══ Données extraites
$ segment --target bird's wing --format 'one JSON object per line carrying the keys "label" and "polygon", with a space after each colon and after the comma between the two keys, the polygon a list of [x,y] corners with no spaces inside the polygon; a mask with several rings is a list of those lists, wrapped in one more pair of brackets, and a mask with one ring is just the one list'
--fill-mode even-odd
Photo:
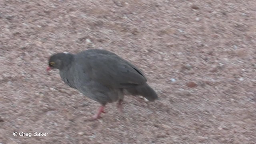
{"label": "bird's wing", "polygon": [[84,72],[106,86],[125,88],[147,81],[140,70],[116,55],[98,53],[86,58]]}

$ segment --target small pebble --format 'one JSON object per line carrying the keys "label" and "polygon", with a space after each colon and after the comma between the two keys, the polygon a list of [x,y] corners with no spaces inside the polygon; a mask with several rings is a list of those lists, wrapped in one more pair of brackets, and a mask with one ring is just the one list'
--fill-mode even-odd
{"label": "small pebble", "polygon": [[188,82],[187,83],[187,86],[190,88],[194,88],[196,86],[197,86],[197,84],[196,84],[194,82]]}
{"label": "small pebble", "polygon": [[199,9],[199,7],[195,4],[192,4],[191,6],[191,8],[195,10],[198,10]]}
{"label": "small pebble", "polygon": [[149,101],[149,100],[148,100],[148,99],[146,99],[146,98],[144,98],[144,100],[145,100],[145,102],[148,102]]}
{"label": "small pebble", "polygon": [[192,68],[192,66],[189,64],[186,64],[184,66],[185,68],[188,70],[190,70]]}
{"label": "small pebble", "polygon": [[83,135],[84,134],[84,132],[78,132],[78,134],[80,135]]}
{"label": "small pebble", "polygon": [[175,79],[173,78],[171,78],[171,81],[172,82],[176,82],[176,80],[175,80]]}
{"label": "small pebble", "polygon": [[90,39],[86,38],[86,42],[88,43],[92,43],[92,42],[91,41],[91,40],[90,40]]}
{"label": "small pebble", "polygon": [[55,89],[52,88],[50,88],[50,90],[51,91],[55,91],[56,90],[55,90]]}

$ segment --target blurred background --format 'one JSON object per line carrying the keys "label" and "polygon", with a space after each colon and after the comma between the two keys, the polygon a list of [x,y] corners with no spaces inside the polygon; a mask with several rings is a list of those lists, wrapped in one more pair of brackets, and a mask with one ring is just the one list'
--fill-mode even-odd
{"label": "blurred background", "polygon": [[[0,1],[0,143],[256,141],[256,2]],[[46,72],[49,57],[100,48],[144,72],[160,100],[96,102]],[[48,132],[47,136],[14,136]]]}

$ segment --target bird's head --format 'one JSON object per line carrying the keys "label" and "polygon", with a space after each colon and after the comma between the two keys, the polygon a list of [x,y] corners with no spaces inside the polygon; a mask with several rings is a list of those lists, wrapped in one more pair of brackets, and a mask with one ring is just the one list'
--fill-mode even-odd
{"label": "bird's head", "polygon": [[70,64],[73,58],[73,54],[67,52],[58,53],[52,55],[49,59],[49,66],[46,70],[48,71],[54,68],[62,70]]}

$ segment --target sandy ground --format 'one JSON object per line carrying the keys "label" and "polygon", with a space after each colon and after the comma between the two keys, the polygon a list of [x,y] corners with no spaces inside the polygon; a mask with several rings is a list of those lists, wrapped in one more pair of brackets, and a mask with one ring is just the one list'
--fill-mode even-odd
{"label": "sandy ground", "polygon": [[[0,143],[255,143],[255,0],[0,2]],[[46,69],[96,48],[140,68],[161,99],[127,96],[124,118],[111,104],[86,120],[100,104]]]}

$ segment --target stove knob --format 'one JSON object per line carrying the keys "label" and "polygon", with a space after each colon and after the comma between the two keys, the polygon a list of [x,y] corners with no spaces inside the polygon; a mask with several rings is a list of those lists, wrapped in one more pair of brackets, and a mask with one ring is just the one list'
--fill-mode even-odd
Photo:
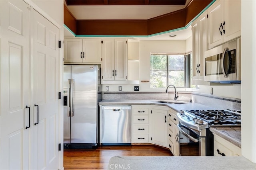
{"label": "stove knob", "polygon": [[198,120],[197,121],[197,123],[198,124],[198,125],[202,125],[204,123],[204,121],[202,120]]}
{"label": "stove knob", "polygon": [[183,110],[180,110],[179,111],[179,113],[180,114],[180,115],[183,115],[184,114],[184,111]]}

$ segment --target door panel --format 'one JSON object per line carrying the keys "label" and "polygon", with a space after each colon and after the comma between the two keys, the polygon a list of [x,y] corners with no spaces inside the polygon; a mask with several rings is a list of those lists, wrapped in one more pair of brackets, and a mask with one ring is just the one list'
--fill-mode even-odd
{"label": "door panel", "polygon": [[0,169],[28,169],[29,10],[0,1]]}
{"label": "door panel", "polygon": [[[32,168],[58,169],[59,50],[58,28],[32,10],[33,66],[33,105],[38,105],[40,124],[34,126]],[[34,110],[37,109],[34,107]],[[35,113],[37,113],[34,111]],[[35,117],[37,117],[34,114]],[[34,119],[34,121],[37,121]],[[35,144],[38,144],[36,145]]]}

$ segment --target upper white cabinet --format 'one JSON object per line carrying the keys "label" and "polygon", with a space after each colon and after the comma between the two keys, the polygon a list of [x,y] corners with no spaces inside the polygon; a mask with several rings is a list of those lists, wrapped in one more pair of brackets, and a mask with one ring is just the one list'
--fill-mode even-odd
{"label": "upper white cabinet", "polygon": [[208,50],[207,14],[206,11],[192,23],[193,80],[204,79],[204,52]]}
{"label": "upper white cabinet", "polygon": [[168,137],[167,113],[166,107],[154,106],[152,107],[152,143],[168,147]]}
{"label": "upper white cabinet", "polygon": [[97,64],[101,58],[101,39],[65,39],[64,63]]}
{"label": "upper white cabinet", "polygon": [[102,65],[103,81],[127,80],[127,49],[126,39],[103,40]]}
{"label": "upper white cabinet", "polygon": [[209,49],[241,36],[240,0],[217,1],[208,14]]}

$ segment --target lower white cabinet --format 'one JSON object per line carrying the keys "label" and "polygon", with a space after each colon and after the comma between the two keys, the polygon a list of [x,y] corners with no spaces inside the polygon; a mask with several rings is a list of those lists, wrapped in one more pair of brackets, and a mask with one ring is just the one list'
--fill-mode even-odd
{"label": "lower white cabinet", "polygon": [[152,107],[152,143],[166,147],[168,147],[168,108],[165,106]]}
{"label": "lower white cabinet", "polygon": [[177,112],[169,108],[168,116],[169,117],[168,133],[169,134],[172,133],[171,137],[170,137],[168,134],[169,148],[174,156],[179,156],[180,132],[177,127],[177,125],[179,123],[177,118]]}
{"label": "lower white cabinet", "polygon": [[132,143],[149,143],[149,106],[132,106]]}
{"label": "lower white cabinet", "polygon": [[228,156],[242,155],[241,148],[219,136],[214,133],[213,135],[214,156]]}

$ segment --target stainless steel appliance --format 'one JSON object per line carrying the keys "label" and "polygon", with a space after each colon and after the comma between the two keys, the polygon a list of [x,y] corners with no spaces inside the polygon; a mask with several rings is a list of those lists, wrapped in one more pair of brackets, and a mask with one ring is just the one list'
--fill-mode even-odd
{"label": "stainless steel appliance", "polygon": [[180,154],[213,156],[213,135],[209,127],[241,126],[241,111],[230,109],[179,112],[177,117],[180,123],[177,127],[180,136],[183,134],[188,141],[180,143]]}
{"label": "stainless steel appliance", "polygon": [[131,106],[102,106],[102,145],[131,145]]}
{"label": "stainless steel appliance", "polygon": [[100,68],[97,65],[64,67],[64,148],[95,147],[98,143]]}
{"label": "stainless steel appliance", "polygon": [[241,82],[241,38],[208,50],[204,56],[205,81]]}

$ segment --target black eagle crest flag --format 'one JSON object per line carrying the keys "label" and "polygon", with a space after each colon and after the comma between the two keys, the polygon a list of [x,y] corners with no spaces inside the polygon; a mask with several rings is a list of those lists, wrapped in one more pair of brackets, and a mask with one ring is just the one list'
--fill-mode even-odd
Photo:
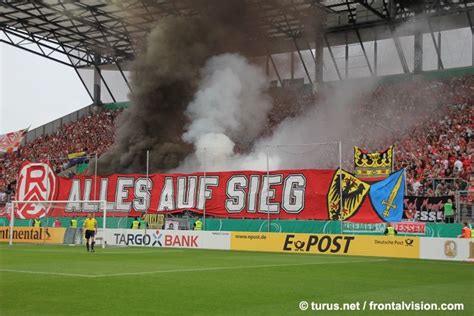
{"label": "black eagle crest flag", "polygon": [[393,145],[374,152],[354,146],[354,171],[358,178],[386,178],[394,171],[393,164]]}

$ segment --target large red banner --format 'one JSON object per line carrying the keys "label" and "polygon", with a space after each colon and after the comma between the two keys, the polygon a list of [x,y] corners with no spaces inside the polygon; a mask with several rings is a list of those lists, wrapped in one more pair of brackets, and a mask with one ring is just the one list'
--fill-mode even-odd
{"label": "large red banner", "polygon": [[[30,163],[20,171],[17,199],[67,203],[62,207],[55,203],[22,203],[18,215],[84,216],[85,212],[96,211],[96,205],[77,201],[107,200],[108,216],[190,210],[226,218],[339,219],[340,201],[334,197],[335,180],[339,179],[336,172],[308,169],[271,171],[269,175],[261,171],[232,171],[152,174],[148,178],[142,174],[63,178],[54,175],[47,164]],[[344,177],[357,187],[355,178],[349,179],[347,174]],[[347,204],[350,207],[343,207],[344,220],[381,222],[364,192]]]}

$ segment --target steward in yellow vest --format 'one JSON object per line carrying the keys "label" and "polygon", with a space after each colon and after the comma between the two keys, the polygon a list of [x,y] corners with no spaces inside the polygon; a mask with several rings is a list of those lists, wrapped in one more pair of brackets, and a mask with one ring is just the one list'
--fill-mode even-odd
{"label": "steward in yellow vest", "polygon": [[75,217],[71,219],[71,228],[77,228],[77,219]]}
{"label": "steward in yellow vest", "polygon": [[132,222],[132,229],[139,229],[140,228],[140,221],[137,217]]}
{"label": "steward in yellow vest", "polygon": [[33,227],[41,227],[41,221],[39,218],[33,220]]}
{"label": "steward in yellow vest", "polygon": [[194,230],[202,230],[202,222],[200,218],[194,222]]}

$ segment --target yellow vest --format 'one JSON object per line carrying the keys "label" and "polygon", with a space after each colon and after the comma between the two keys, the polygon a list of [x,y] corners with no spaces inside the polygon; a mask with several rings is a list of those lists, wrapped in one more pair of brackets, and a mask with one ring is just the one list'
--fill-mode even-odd
{"label": "yellow vest", "polygon": [[196,225],[194,230],[202,230],[202,222],[200,220],[197,220],[194,224]]}
{"label": "yellow vest", "polygon": [[84,228],[86,230],[95,230],[96,227],[97,221],[95,220],[95,218],[86,218],[86,220],[84,221]]}
{"label": "yellow vest", "polygon": [[387,227],[387,236],[395,236],[395,228]]}

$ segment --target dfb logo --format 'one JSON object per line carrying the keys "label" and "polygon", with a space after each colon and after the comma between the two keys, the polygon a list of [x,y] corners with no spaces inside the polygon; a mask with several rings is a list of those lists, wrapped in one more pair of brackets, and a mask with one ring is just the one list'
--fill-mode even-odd
{"label": "dfb logo", "polygon": [[[53,200],[56,192],[56,176],[46,163],[26,164],[20,170],[17,185],[18,201],[41,202]],[[42,217],[51,208],[45,203],[21,203],[17,216],[22,219]]]}

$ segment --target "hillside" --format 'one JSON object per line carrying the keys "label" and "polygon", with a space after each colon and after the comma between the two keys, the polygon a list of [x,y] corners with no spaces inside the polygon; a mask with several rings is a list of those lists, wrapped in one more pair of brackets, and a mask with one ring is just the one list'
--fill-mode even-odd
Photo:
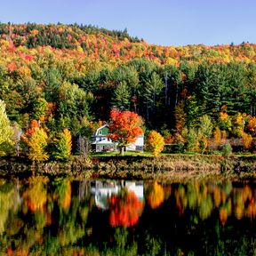
{"label": "hillside", "polygon": [[1,23],[0,99],[12,124],[40,120],[49,134],[88,134],[117,108],[169,142],[205,115],[222,139],[255,136],[255,60],[252,44],[164,47],[126,29]]}

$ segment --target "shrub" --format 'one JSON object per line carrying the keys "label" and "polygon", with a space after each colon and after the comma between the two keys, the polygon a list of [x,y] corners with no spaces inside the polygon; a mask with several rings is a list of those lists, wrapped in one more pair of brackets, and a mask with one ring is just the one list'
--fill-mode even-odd
{"label": "shrub", "polygon": [[228,142],[221,145],[220,149],[223,156],[228,156],[232,153],[232,147]]}

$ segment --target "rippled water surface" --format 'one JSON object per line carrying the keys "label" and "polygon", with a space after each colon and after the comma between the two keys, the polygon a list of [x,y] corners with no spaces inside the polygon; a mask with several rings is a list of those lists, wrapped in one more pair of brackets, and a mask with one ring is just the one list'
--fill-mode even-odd
{"label": "rippled water surface", "polygon": [[256,184],[0,180],[0,255],[256,255]]}

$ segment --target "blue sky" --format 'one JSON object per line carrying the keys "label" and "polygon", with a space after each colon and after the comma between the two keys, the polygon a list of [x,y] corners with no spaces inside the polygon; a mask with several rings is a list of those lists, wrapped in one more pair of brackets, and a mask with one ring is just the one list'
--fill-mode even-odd
{"label": "blue sky", "polygon": [[0,21],[126,28],[160,45],[256,43],[256,0],[12,0]]}

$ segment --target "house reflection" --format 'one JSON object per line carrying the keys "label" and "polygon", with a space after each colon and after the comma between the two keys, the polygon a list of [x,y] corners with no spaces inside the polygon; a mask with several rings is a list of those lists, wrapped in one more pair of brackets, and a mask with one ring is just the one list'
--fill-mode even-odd
{"label": "house reflection", "polygon": [[109,209],[108,198],[117,195],[121,189],[133,192],[140,201],[144,199],[143,181],[94,180],[91,183],[91,193],[94,195],[97,207]]}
════
Exercice écrit: Indiquez combien de lignes du matériel ci-dessus contiennent le mot « crest », en respectant la casse. Donnez uniquement ce nombre.

Réponse proposée: 2